:: AIM ::
Write out all of the following records verbatim, line by line.

:: PROVIDED MATERIAL ::

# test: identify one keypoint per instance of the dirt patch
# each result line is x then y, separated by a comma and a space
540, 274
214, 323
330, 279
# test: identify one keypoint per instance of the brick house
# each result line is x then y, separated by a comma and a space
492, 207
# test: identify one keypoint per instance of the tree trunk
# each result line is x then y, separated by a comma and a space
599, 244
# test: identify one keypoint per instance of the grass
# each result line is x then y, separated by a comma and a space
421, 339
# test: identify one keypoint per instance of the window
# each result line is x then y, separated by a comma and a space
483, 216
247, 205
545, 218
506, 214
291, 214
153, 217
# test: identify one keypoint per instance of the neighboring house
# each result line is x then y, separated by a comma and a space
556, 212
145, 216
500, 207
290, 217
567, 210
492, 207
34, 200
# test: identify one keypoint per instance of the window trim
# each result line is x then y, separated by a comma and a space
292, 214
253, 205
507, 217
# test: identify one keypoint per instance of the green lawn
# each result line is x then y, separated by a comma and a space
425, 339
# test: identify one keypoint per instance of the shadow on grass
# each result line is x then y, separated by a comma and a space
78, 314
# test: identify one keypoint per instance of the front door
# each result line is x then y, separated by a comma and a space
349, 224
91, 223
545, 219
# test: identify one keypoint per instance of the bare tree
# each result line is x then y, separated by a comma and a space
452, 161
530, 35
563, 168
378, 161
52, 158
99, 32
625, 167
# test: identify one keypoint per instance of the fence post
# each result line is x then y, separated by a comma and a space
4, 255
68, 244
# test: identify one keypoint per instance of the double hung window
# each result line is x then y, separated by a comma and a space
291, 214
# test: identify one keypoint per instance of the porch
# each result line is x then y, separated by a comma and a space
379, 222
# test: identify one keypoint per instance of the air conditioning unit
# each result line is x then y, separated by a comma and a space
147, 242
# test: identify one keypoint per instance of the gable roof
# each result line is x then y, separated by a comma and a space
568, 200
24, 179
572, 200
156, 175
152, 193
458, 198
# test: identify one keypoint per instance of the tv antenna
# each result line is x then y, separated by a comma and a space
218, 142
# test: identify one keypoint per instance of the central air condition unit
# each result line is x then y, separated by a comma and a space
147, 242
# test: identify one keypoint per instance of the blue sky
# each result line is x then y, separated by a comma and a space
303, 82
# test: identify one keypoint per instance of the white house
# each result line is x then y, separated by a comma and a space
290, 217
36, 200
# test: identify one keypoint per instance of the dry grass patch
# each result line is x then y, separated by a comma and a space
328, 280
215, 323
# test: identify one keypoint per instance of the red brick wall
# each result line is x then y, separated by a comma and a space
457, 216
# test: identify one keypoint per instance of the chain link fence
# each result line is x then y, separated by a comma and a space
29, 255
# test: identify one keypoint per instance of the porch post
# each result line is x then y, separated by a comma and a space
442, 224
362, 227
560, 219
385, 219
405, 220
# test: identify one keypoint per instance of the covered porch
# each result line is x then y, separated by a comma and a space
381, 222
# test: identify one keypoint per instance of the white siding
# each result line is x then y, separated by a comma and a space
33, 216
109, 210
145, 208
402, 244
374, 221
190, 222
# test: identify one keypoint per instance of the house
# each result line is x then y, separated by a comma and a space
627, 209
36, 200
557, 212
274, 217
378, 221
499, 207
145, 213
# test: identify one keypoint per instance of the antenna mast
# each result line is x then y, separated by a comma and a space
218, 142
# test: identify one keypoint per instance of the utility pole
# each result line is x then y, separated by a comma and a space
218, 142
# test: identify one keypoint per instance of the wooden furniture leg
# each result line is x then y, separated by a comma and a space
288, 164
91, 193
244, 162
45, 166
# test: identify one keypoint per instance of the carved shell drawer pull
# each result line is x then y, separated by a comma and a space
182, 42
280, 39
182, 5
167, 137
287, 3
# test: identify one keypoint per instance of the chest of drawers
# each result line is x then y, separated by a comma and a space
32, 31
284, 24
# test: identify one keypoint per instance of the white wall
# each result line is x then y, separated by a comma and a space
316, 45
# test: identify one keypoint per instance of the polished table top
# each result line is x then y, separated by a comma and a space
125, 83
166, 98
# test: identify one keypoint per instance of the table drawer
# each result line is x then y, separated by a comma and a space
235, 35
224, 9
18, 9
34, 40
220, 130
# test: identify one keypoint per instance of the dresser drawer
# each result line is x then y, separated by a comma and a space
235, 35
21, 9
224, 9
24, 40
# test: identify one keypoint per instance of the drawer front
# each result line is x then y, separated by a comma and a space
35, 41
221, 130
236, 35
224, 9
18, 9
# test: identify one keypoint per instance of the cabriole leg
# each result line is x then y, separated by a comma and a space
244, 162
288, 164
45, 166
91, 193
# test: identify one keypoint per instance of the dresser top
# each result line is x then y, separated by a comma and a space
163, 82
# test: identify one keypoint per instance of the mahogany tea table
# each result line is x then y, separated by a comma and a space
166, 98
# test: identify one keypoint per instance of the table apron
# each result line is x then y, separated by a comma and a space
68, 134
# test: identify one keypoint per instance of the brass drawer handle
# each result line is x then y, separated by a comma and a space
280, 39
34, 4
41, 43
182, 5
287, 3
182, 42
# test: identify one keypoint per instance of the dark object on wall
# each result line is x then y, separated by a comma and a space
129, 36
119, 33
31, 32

:: RESPONSE TO THE TASK ::
# test: identify one keypoint per instance of the dirt patch
# each result line is x then y, separated by a comma and a space
540, 274
214, 323
330, 279
# test: identify one keypoint per instance of the brick house
# each result line is x then y, separated by a comma and a space
492, 207
# test: identify one keypoint per instance of the tree trunk
# each result line is x then y, separated by a comma and a space
599, 244
# test: identify one keypoint per instance of the grass
# each result line is x then y, separated by a comma and a space
421, 339
# test: identify one keypoint per instance of the window
# each result line is x then y, separated by a comma and a space
483, 216
247, 205
545, 218
506, 214
291, 214
153, 217
# test: identify one keypoint per instance of the neighboring house
# each result line is x then y, separated by a comma and a space
556, 212
145, 216
500, 207
290, 217
567, 210
492, 207
34, 200
# test: identify one keypoint per instance of the window trim
# each result line is x then y, separated by a comma and a space
292, 214
253, 205
507, 217
# test: identify one keypoint per instance of the green lawn
# each result line is x then y, separated by a comma and a space
425, 339
# test: identify one keypoint per instance of the shadow on grass
# each result line is x then y, separated by a comma and a space
78, 314
# test: identify one keypoint per instance of the front door
# each result line is x then y, separated by a comma and a space
349, 224
91, 223
545, 219
# test: identify one keypoint per instance of the bare tree
# each result line is x then y, separated by a comma and a space
452, 161
530, 35
563, 168
378, 161
52, 158
99, 32
625, 167
# test: identify one keypoint per instance of the fence post
# each result line is x then y, separated by a comma and a space
4, 255
68, 244
# test: identify one keypoint per instance of the double hung window
# each result line is x then y, separated by a comma and a space
291, 214
# test: identify one keypoint per instance of the porch
# each result line is x then y, separated by a comma and a space
379, 222
# test: identify one keypoint per instance of the air conditioning unit
# each result line is x then y, separated by a comma and a space
147, 242
# test: identify one keypoint per instance of the gable roof
# each result line is x then y, separated by a comma and a space
568, 200
24, 179
572, 200
156, 175
152, 193
458, 198
# test: identify one keypoint per instance of the tv antenna
# each result line is x then y, separated by a comma and a space
218, 142
# test: identify one keypoint per instance of the central air condition unit
# each result line is x then y, separated by a comma and a space
147, 242
# test: identify one keypoint per instance of the blue sky
# each result line is x then y, separated by a comma and a space
303, 82
# test: identify one keypoint per instance of the white house
# each result line is x then y, separated by a comma and a space
290, 217
36, 200
# test: identify one keypoint per instance of the dry grass patch
# each result line is x then y, separated by a comma and a space
328, 280
215, 323
# test: identify one keypoint per instance of the red brick wall
# each result line is x then y, separated by a comma and a space
457, 216
# test: identify one keypoint per instance of the chain link fence
# each result line is x then y, separated by a comma and a space
29, 255
# test: identify one keypoint per instance of the porch post
# each result line is x then y, separated by a comma and a space
442, 224
362, 227
560, 219
385, 219
405, 220
# test: identify one keypoint per instance of the covered porch
# each result line is x then y, separated by a comma and a space
381, 222
# test: identify one keypoint per instance of the white siding
# each result line is x then y, separated by a comma and a space
33, 216
109, 210
145, 208
402, 244
374, 221
190, 222
# test: identify one keypoint per instance of the house
# each result line is x then y, separated by a comma and a space
627, 209
36, 200
557, 212
274, 217
378, 221
499, 207
145, 213
# test: identify one keypoint per instance of the antenna mast
# each result line is x then y, separated by a comma and a space
218, 142
# test: identify one keypoint per instance of the utility pole
# each result line is x then y, separated by a comma and a space
218, 142
# test: identify one keypoint per instance of the wooden furniture leg
# each result line is x then y, separated by a comma and a space
288, 164
91, 193
244, 162
45, 166
# test: identify one keypoint per instance of the carved shell drawer pull
# each result line is x then y, separated by a comma and a space
182, 42
280, 39
182, 5
167, 137
287, 3
# test: identify one keypoint per instance of the chest of drawers
# each result line is x then y, separated by a comma and a space
32, 31
284, 24
# test: identify one keypoint per instance of the white wall
# each result line is x then y, separated by a comma and a space
316, 45
# test: identify one keypoint per instance of the polished table top
# each result line is x then y, separated by a comma and a space
125, 83
166, 98
# test: identify one keypoint per instance of the table drawer
# each result line is x then y, separated by a comma and a space
235, 35
224, 9
18, 9
34, 40
220, 130
# test: identify one keypoint per instance of the dresser drawer
# each result line is x then y, separated by a comma and a space
235, 35
21, 9
224, 9
24, 40
# test: identify one keypoint per instance of the drawer front
# each result line is x then y, separated by a comma and a space
35, 41
221, 130
236, 35
224, 9
18, 9
# test: identify one keypoint per instance of the cabriole leg
# each result line is x then y, separated by a comma and a space
244, 162
288, 164
45, 166
91, 193
# test: identify one keypoint per instance of the dresser top
# each result line is x then y, separated by a comma and a space
163, 82
# test: identify one keypoint per instance of the mahogany tea table
# each result line is x then y, separated by a comma and a space
166, 98
# test: identify one keypoint per instance of the table apron
# each result line is x then y, separated by a comma and a space
68, 134
# test: identify one keypoint per instance of the brass drawer handle
# each result line is x then y, separated by a comma and a space
280, 39
34, 4
41, 43
182, 5
287, 3
182, 42
# test: identify one keypoint per instance of the dark object on wall
# each result line is x then y, separated by a comma and a space
129, 36
119, 33
31, 32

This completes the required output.